WHAT THIS TASK INVOLVES ▸
Each line in these records that contains "please" counts once. Give the number only.

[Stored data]
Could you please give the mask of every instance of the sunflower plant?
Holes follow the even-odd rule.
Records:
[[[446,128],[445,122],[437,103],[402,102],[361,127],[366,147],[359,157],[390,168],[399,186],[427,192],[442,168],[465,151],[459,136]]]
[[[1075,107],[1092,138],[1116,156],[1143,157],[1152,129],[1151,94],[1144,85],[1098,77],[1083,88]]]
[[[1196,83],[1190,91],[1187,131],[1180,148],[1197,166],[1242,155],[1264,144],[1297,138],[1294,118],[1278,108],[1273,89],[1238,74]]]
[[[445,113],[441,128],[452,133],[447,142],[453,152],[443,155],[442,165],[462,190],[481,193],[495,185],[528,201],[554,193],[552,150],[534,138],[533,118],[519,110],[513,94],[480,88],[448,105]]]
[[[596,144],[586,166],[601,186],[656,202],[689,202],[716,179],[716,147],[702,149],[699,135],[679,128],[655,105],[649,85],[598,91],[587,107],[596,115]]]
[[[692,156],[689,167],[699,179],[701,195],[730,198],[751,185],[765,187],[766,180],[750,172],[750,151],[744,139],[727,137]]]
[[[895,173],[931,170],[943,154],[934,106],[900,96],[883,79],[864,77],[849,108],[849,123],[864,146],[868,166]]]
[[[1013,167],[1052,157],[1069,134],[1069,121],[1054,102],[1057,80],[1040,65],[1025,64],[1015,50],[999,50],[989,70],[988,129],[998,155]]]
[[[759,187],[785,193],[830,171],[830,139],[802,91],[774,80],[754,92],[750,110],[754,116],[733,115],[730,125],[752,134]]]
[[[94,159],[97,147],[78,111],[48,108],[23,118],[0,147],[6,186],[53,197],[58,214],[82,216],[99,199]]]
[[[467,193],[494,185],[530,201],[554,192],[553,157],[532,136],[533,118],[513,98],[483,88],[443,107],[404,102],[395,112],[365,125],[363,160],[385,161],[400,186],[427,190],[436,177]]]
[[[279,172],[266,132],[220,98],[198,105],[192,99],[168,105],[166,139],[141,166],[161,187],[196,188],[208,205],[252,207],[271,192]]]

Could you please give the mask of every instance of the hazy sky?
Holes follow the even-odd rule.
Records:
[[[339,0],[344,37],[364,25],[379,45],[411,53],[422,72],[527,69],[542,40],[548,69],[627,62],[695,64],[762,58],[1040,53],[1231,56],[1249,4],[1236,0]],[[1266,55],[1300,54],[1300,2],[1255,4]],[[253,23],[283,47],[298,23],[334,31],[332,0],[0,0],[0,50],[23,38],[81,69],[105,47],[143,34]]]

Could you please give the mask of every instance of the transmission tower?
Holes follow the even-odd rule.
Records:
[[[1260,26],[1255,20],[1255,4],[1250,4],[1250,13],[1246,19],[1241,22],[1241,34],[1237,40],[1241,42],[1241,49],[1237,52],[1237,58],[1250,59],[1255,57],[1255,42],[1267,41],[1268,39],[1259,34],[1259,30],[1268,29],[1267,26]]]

OUTPUT OF THE EXERCISE ▸
3